Data items:
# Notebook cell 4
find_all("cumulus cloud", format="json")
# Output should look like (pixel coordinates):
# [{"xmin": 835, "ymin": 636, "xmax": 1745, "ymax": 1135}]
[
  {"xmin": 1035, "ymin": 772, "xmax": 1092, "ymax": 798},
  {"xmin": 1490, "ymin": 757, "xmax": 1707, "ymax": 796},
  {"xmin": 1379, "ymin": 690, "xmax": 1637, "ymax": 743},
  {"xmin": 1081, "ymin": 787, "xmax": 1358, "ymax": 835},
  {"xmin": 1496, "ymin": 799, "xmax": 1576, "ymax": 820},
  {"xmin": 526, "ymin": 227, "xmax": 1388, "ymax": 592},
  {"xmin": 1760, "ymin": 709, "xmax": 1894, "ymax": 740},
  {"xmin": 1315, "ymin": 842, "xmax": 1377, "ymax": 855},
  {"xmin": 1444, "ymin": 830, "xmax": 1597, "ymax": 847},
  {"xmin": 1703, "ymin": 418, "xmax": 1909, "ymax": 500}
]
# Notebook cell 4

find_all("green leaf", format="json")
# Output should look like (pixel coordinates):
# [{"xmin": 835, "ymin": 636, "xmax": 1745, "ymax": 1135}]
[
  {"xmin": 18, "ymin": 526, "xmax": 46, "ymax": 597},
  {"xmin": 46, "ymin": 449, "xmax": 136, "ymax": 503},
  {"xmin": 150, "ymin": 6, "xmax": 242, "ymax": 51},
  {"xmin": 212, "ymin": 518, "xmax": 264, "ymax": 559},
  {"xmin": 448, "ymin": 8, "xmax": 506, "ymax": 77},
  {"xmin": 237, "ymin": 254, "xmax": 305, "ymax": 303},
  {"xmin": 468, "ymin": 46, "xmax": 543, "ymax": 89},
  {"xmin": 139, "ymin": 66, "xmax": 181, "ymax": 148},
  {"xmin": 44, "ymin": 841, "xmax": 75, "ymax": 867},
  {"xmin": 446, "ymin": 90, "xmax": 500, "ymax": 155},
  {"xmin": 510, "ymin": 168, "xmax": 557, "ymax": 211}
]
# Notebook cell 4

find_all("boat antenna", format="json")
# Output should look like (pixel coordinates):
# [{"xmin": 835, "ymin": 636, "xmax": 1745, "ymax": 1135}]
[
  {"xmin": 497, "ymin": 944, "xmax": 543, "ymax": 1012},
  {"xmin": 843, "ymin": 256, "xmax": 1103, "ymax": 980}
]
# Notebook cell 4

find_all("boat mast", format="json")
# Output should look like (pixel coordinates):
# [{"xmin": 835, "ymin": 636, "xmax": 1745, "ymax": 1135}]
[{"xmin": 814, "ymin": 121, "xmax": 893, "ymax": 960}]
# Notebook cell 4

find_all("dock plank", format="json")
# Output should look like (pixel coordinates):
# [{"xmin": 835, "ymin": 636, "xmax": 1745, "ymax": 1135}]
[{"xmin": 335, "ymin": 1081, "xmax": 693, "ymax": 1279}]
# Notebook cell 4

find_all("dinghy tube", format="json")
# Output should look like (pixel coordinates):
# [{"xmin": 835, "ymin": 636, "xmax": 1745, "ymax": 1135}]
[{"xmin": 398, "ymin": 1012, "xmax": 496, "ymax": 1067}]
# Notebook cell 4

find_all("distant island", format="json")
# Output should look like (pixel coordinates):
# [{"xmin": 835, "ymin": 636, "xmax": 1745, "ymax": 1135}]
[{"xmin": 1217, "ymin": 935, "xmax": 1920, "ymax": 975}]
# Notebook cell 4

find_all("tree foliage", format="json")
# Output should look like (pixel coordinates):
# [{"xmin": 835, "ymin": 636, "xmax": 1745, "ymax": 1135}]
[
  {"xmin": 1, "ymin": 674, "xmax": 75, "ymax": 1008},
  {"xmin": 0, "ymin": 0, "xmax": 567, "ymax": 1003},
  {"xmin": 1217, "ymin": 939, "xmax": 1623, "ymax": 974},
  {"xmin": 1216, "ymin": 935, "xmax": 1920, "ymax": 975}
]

Assigned task:
Whenever a line in the data holds "json", copy that line.

Result of this task:
find_all("cumulus cloud", format="json")
find_all("green leaf", format="json")
find_all("boat antenna", format="json")
find_all("boat mast", format="json")
find_all("dock plank", format="json")
find_all("dinghy tube", format="json")
find_all("distant island", format="json")
find_all("tree foliage", format="json")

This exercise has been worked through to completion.